## SELECTED PASSAGE
────────────────────────────────────────

In the 18th century, the great capitals of Europe were drowning in their own filth. London and Paris were festering cesspools where waste flowed freely through the streets, breeding devastating outbreaks of cholera and plague.

Halfway across the world, the Japanese capital of Edo (modern-day Tokyo) faced an even greater demographic nightmare. With a population swelling past one million, the city was a sprawling, tightly packed metropolis. By all conventional logic of urban planning, Edo should have been a ticking time bomb of disease.

Instead, it was spotless.

The secret to Edo’s pristine streets wasn’t a grand philosophical commitment to hygiene. It was a ruthless, fiercely guarded underground economy—one that sparked violent turf wars, birthed powerful cartels, and inadvertently saved millions of lives. The commodity at the center of this cutthroat trade? Human waste.

The Million-Person Ticking Time Bomb

To feed a million mouths, the agricultural lands surrounding Edo required an astronomical amount of fertilizer. The solution was shimogoe—literally translated as “fertilizer from the bottom.” Night soil.

In Edo, human excrement wasn’t trash; it was liquid gold. The demand for shimogoe became a massive economic engine, so lucrative that it dictated the very contracts citizens signed to put a roof over their heads.

Liquid Gold and the Tenement Loophole

In the complex nagaya (tenement housing) systems of Edo, the rights to human waste were strictly delineated by law. If you rented an apartment, you didn’t own your own solid waste. The landlords retained absolute ownership rights to their tenants’ feces, which they harvested and sold to specialized brokers or directly to desperate farmers.

────────────────────────────────────────

Dataset entries:
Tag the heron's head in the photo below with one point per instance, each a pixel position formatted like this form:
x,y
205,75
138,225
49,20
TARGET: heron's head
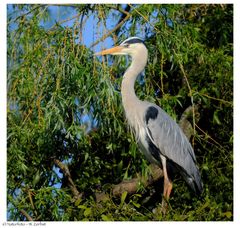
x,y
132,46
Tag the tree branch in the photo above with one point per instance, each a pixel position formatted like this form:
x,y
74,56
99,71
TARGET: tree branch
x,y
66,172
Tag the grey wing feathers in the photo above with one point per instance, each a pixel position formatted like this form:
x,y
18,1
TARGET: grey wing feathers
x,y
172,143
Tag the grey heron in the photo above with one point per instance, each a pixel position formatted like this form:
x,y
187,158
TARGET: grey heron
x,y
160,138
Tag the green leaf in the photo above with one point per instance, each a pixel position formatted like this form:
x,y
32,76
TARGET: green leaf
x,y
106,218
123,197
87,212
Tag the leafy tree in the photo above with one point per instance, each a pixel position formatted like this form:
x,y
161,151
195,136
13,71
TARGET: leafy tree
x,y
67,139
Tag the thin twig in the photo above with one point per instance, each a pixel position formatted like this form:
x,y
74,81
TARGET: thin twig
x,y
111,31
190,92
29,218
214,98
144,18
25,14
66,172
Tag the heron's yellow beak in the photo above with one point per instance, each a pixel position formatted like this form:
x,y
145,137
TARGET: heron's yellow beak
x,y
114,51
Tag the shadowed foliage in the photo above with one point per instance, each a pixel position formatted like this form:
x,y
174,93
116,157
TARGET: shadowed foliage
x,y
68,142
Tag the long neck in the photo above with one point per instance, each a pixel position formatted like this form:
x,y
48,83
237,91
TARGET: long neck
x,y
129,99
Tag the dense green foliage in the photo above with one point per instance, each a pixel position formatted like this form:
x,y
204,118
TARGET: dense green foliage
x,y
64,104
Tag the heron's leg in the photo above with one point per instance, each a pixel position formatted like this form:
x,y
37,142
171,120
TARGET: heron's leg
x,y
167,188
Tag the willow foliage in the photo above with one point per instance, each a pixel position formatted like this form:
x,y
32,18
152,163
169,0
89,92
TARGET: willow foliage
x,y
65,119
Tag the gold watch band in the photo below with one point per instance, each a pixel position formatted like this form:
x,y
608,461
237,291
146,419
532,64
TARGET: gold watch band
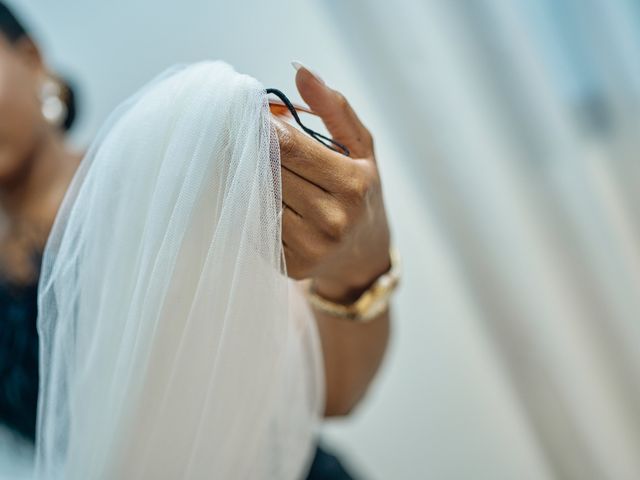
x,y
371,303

────────────────────────────────────────

Using the text on Edo's waste trade, explain in one to three sentences why the farmland around Edo needed so much fertilizer and what met that need.

## OUTPUT OF THE EXERCISE
The farmland around Edo had to feed a city of more than a million people, so it required an enormous amount of fertilizer. That need was met by shimogoe, or night soil: human waste from the city.